La convention élaborée entre l'Arbre, la FNAIM (Fédération nationale de l'immobilier) et la Cnab (Confédération nationale des administrateurs de biens) s'inscrit dans cette démarche, et elle a permis d'initier une première expérience de définition et de chiffrage de travaux à effectuer pour la rénovation d'un immeuble aux Menuires.

Pour parvenir à décider les propriétaires à investir, les syndics doivent en effet disposer d'arguments concrets. Ils doivent même aller plus loin en leur proposant des formules de retour d'investissements par la gestion des locations.

Mais l'efficacité ne peut être au rendez-vous que si d'autres partenaires interviennent. L'exemple de la rénovation d'un ensemble de 580 appartements à Aime 2000 (La Plagne) est éloquent. Malgré la présence d'un gestionnaire unique, l'agence Maeva, il a fallu l'engagement de la Société d'aménagement de La Plagne (SAP), concessionnaire des remontées mécaniques. Elle a financé 50 % de la réhabilitation par appartement en échange d'un bail de neuf ans pour remettre cet ensemble dans le circuit locatif bénéfique à l'activité économique de la station. Tout cela pour éviter le phénomène des résidences aux « volets clos », des studios retirés du marché parce que non adaptés à la demande,

A Tignes, en revanche, il a fallu prendre un arrêté de péril pour conforter un ensemble de 2 000 logements et d'une galerie marchande, en attendant que la justice se prononce sur les responsabilités des uns et des autres quant aux parties communes.

Une nouvelle génération de chantiers en montagne

La réhabilitation de l'immobilier de montagne ne peut se déconnecter d'une réflexion d'ensemble sur le devenir des stations. « N'est-ce pas le chantier de la cinquième génération des stations ? » interrogeait en 1992 le SEATM. Patrick Dieny, directeur général de l'environnement et de l'aménagement au conseil général de Savoie, insiste en disant qu'on est « aujourd'hui à une période charnière de l'offre en montagne, dont il faut renforcer globalement la qualité, et notamment celle de l'offre immobilière ». On répond ainsi au souci manifesté par le président de l'Arbre, Jacques Chassany, de voir les pouvoirs publics s'engager dans ce processus de modernisation. La loi « montagne » donne maintenant des outils aux communes pour privilégier un aménagement plus cohérent et soucieux de l'environnement qu'auparavant.

- ENTRÉES AFFICHÉES -
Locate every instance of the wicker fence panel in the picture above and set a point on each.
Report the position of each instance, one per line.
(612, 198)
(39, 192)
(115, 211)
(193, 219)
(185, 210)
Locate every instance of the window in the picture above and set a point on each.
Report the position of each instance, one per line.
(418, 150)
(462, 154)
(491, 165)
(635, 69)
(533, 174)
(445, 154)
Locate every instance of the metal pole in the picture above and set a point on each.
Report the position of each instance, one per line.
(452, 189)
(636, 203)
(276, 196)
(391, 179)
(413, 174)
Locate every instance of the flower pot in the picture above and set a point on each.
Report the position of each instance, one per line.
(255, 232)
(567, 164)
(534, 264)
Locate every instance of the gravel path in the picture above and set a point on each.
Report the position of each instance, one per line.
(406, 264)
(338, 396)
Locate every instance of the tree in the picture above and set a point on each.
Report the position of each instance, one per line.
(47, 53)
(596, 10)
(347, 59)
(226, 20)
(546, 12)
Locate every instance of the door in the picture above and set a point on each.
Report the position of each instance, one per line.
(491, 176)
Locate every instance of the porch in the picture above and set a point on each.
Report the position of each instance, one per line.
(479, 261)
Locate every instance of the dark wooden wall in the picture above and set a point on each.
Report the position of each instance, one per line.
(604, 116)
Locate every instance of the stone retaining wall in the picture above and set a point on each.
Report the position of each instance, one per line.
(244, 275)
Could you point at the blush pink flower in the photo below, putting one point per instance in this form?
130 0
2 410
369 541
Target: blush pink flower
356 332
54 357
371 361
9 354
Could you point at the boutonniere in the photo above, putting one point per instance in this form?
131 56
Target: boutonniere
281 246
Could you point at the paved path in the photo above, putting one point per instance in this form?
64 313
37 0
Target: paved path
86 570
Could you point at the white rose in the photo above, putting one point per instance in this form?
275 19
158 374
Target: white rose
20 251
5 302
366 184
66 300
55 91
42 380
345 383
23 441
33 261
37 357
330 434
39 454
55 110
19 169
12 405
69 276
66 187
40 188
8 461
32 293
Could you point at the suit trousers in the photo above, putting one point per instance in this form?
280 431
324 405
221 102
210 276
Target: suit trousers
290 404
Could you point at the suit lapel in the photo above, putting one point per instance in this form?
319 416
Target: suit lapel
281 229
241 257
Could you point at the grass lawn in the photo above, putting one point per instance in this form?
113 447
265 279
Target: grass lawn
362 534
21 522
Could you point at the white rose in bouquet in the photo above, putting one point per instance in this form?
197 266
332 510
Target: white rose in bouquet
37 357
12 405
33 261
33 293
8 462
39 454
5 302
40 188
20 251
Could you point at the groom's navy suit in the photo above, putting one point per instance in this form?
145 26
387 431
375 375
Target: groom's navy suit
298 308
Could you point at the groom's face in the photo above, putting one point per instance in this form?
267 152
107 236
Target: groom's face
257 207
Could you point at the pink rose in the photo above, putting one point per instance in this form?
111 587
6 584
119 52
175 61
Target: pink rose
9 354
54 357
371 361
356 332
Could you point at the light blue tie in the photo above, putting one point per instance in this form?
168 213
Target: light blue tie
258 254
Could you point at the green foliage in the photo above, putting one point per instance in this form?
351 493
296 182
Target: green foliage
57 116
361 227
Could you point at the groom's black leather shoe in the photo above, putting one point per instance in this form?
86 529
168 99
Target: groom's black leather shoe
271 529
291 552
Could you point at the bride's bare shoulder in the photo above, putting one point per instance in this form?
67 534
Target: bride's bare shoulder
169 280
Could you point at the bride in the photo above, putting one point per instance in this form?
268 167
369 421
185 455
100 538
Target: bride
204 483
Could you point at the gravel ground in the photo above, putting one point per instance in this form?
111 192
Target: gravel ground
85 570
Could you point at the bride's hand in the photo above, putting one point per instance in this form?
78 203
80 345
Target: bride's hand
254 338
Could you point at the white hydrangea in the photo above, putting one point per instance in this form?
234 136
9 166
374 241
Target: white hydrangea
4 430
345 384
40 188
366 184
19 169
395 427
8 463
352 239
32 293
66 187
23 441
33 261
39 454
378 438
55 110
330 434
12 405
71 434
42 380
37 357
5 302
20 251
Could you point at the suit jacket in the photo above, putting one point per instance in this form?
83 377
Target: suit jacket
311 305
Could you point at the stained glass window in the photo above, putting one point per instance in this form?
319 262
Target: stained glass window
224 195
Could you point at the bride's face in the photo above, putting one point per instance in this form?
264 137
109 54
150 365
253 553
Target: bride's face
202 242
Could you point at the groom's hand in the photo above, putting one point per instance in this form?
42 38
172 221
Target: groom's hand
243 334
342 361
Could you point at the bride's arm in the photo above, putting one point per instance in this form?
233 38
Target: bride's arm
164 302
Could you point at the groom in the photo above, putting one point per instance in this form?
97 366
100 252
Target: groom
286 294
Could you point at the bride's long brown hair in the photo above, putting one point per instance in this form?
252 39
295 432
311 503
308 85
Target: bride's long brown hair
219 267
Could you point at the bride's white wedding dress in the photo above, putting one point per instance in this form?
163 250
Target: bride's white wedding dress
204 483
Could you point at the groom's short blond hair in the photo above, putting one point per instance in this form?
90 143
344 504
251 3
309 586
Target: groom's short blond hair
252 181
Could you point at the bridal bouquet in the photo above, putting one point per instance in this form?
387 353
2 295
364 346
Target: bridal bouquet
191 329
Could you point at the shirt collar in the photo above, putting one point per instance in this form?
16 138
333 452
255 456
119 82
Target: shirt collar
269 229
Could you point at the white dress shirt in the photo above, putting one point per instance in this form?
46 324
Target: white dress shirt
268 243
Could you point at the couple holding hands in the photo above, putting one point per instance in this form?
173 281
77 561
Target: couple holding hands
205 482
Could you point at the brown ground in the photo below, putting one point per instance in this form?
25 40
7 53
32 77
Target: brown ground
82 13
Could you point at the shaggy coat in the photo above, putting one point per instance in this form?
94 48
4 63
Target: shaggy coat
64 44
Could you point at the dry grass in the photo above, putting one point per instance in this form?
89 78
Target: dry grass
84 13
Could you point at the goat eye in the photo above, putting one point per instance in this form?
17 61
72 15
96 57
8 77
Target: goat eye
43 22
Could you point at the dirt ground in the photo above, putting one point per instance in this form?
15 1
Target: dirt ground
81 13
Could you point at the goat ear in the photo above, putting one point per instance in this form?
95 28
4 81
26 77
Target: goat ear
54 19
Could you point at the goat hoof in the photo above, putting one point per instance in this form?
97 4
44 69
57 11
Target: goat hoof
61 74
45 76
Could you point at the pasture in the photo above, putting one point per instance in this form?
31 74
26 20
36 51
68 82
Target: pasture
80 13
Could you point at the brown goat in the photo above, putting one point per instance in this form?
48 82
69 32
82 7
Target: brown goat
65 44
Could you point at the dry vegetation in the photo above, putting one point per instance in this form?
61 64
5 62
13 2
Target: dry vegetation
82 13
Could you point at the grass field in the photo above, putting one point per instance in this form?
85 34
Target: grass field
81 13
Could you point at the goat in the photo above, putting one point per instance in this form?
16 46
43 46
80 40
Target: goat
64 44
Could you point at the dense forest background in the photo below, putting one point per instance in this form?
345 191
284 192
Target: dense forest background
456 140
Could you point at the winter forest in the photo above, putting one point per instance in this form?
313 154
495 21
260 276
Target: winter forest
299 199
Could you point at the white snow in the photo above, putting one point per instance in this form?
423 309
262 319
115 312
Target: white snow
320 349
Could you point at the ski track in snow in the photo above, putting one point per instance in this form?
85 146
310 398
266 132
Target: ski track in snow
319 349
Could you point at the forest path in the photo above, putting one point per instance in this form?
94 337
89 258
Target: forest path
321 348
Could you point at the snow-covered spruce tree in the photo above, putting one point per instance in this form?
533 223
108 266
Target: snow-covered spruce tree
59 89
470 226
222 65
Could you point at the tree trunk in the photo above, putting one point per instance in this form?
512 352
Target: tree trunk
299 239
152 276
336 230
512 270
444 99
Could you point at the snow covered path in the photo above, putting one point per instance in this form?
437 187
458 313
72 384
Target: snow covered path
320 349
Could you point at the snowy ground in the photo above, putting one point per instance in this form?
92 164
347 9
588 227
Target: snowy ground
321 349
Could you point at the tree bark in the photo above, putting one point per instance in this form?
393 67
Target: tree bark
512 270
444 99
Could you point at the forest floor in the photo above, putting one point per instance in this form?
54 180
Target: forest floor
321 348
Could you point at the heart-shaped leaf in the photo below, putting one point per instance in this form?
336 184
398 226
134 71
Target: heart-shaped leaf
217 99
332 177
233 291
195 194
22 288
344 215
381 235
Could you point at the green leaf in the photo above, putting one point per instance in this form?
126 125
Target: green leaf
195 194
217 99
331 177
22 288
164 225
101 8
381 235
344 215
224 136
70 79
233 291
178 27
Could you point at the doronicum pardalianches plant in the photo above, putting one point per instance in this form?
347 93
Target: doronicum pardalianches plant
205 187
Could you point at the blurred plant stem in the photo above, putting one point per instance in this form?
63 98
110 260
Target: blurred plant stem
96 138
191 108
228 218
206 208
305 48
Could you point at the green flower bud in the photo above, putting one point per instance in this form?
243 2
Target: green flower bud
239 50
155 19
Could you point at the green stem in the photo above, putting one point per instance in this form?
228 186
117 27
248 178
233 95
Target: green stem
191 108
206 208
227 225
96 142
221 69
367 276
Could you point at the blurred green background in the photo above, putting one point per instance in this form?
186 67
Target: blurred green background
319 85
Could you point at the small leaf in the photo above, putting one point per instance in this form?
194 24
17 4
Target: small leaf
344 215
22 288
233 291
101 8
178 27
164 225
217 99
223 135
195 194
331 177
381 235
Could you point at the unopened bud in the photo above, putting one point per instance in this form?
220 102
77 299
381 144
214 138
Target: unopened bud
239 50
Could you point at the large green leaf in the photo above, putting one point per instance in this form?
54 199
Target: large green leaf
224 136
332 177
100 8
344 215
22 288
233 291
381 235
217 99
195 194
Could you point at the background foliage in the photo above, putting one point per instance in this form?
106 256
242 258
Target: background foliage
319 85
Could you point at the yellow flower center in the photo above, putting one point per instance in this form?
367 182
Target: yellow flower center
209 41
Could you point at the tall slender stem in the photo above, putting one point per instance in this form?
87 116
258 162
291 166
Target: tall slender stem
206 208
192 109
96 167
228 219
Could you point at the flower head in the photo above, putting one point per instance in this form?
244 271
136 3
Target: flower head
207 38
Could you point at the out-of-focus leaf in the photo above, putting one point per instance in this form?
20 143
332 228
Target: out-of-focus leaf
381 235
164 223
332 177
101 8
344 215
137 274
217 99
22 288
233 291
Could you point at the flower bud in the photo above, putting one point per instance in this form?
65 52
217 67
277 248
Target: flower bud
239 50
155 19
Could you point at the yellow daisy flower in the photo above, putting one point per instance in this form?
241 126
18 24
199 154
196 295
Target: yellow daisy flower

- CONSIGNE A -
Recopiez le texte sur l'immobilier de montagne depuis « La convention élaborée » jusqu'à « gestion des locations. » inclus.
- CONSIGNE B -
Reprenez le texte sur l'immobilier de montagne à la suite de sa dernière phrase et poursuivez-le.

- RÉSULTAT FINAL A -
La convention élaborée entre l'Arbre, la FNAIM (Fédération nationale de l'immobilier) et la Cnab (Confédération nationale des administrateurs de biens) s'inscrit dans cette démarche, et elle a permis d'initier une première expérience de définition et de chiffrage de travaux à effectuer pour la rénovation d'un immeuble aux Menuires.

Pour parvenir à décider les propriétaires à investir, les syndics doivent en effet disposer d'arguments concrets. Ils doivent même aller plus loin en leur proposant des formules de retour d'investissements par la gestion des locations.

- RÉSULTAT FINAL B -
Revoir les aides à la pierre pour l'immobilier touristique

Pour autant, il faut que ces communes les utilisent et donnent l'exemple, dans la mesure où l'on estime que tous les acteurs de la vie d'une station sont concernés par son devenir, et donc par le souci de la rénovation de ses équipements publics et privés. S'exprime ainsi le principe qui a guidé le conseil général de la Savoie dans l'initiative qu'il a prise en janvier 1996 d'engager une expérience originale d'aide à la réhabilitation de l'immobilier (voir encadré).

L'idée maîtresse est d'intervenir sur les espaces publics pour inciter les propriétaires privés à faire de même et à bénéficier de la plus-value ainsi apportée. Cet effet d'entraînement a d'ailleurs pu être vérifié lors des restructurations urbanistiques entreprises du centre de Val-d'Isère, de La Clusaz ou de Saint-Lary.

Le président de l'Arbre est satisfait de cette façon de voir qui engage aussi tous les intervenants immobiliers en montagne, mais, pour lui donner plus d'avenir, il estime que « les pouvoirs publics pourraient être encore plus novateurs en la matière, en reconsidérant les aides au financement de l'immobilier touristique ». Dans une période où les aides au logement principal ne répondent pas aux besoins, une telle demande d'intervention sur des résidences secondaires peut paraître audacieuse. Quand il s'agit de résidences destinées à la mise en location pour l'accueil des vacanciers, ce n'est plus le cas, ainsi que le souligne Jacques Chassany : « De telles interventions ne peuvent que favoriser le développement de l'activité touristique dont on oublie trop qu'il s'agit d'une véritable industrie qui participe, pour beaucoup, à l'équilibre de la balance commerciale de la France.

Dans plusieurs régions touristiques, les professionnels semblent prêts à mettre en place des associations comme l'Arbre. Ce mouvement pourra peut-être permettre de se faire entendre auprès du ministère des Finances pour trouver des solutions adaptées aux besoins de la réhabilitation de l'immobilier touristique, dans la mesure où celui-ci participe à l'activité d'une station. »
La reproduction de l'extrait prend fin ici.